--- start of MATERIAL PROVIDED ---

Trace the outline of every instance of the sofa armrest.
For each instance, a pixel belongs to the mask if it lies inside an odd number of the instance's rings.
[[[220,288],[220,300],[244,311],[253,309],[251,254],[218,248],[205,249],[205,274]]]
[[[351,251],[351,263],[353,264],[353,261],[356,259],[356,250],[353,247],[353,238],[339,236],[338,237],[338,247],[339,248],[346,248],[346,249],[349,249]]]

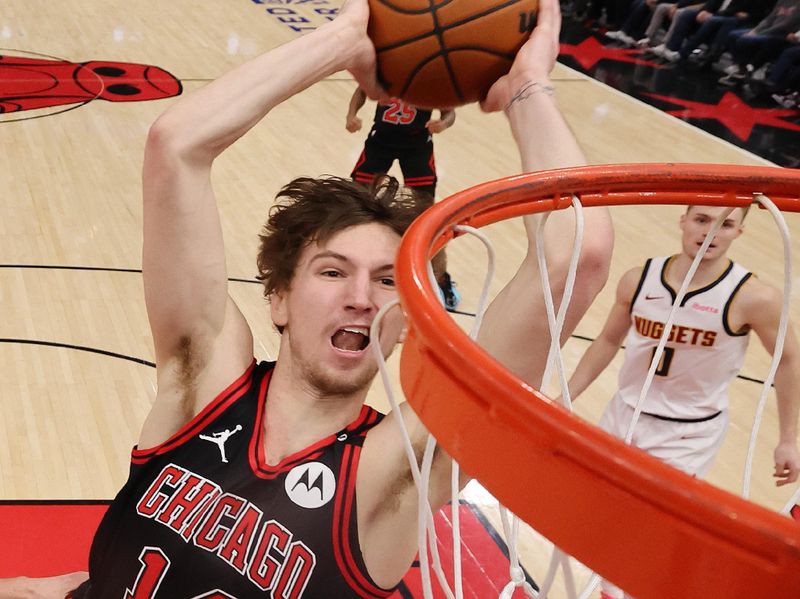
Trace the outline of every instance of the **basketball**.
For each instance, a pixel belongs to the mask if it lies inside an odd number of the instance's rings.
[[[369,0],[387,91],[421,108],[483,99],[533,30],[538,0]]]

--- end of MATERIAL PROVIDED ---

(YOUR INSTRUCTIONS) Set down, exactly and in full, the lines from the one containing "Trace the outline of every instance of the **basketball**." through the end of the entries; no other line belongs.

(THE REPLY)
Trace the outline of every instance of the **basketball**.
For each instance, a pixel belongs to the mask if it lies inside an odd number of the instance's rings.
[[[369,0],[387,91],[421,108],[483,99],[533,30],[538,0]]]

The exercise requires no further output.